▸ **Consignes**
a - D’après le texte présenté, au sein de quels paysages les êtres sont-ils rassemblés ?
b - Transcrivez fidèlement le passage du texte présenté qui commence à « L’œuvre dessiné d’Océane » et se termine à « liberté et servitude. ».

▸ **Texte présenté**
■ ■ ■ ■ ■

À l’Intérieur - Océane Moussé.
L’œuvre dessiné d’Océane Moussé traduit un mouvement, celui de la mondialité, celui de l’histoire humaine. Elle figure, entre ombres et lumières éblouissantes, un chaos ordonné qui recèle espoirs, illusions et inquiétudes. La figure humaine y apparaît en masse – la foule avance de manière disciplinée, elle trace un chemin infini, mystérieux et vains. Les êtres sont agglutinés, parqués, rassemblés au sein de paysages désertiques, des prairies privées de toute habitation. Où vont-ils ? Que cherchent-ils ? Ils marchent, ils suivent ou créent le mouvement que l’artiste se plaît à explorer. Elle déploie un univers tantôt peuplé, tantôt vidé. Nous sommes sur la planète terre ou bien dans un nouvel espace où tout est à construire et déconstruire. Entre exode et conquête, la figure humaine sembler errer dans un espace oscillant entre liberté et servitude.

■ ■ ■ ■ ■

▸ **Extrait source**
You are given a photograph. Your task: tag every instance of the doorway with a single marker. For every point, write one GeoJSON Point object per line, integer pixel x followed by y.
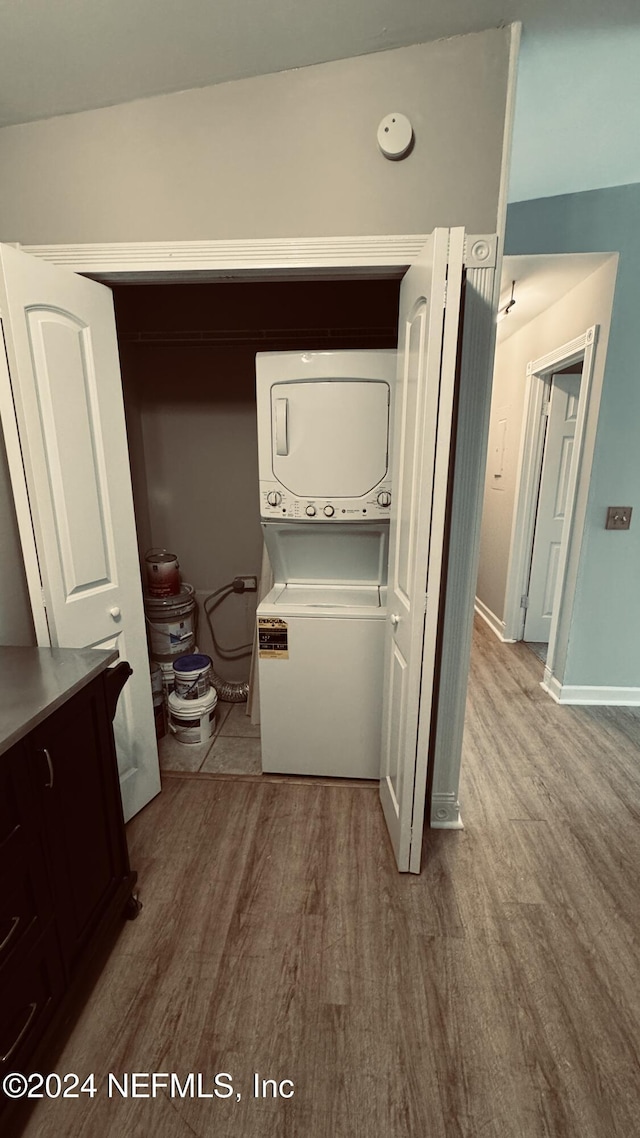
{"type": "Point", "coordinates": [559, 418]}
{"type": "Point", "coordinates": [548, 481]}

■ ■ ■ ■ ■

▸ **Réponses**
a - Au sein de paysages désertiques, des prairies privées de toute habitation.

b -
L’œuvre dessiné d’Océane Moussé traduit un mouvement, celui de la mondialité, celui de l’histoire humaine. Elle figure, entre ombres et lumières éblouissantes, un chaos ordonné qui recèle espoirs, illusions et inquiétudes. La figure humaine y apparaît en masse – la foule avance de manière disciplinée, elle trace un chemin infini, mystérieux et vains. Les êtres sont agglutinés, parqués, rassemblés au sein de paysages désertiques, des prairies privées de toute habitation. Où vont-ils ? Que cherchent-ils ? Ils marchent, ils suivent ou créent le mouvement que l’artiste se plaît à explorer. Elle déploie un univers tantôt peuplé, tantôt vidé. Nous sommes sur la planète terre ou bien dans un nouvel espace où tout est à construire et déconstruire. Entre exode et conquête, la figure humaine sembler errer dans un espace oscillant entre liberté et servitude.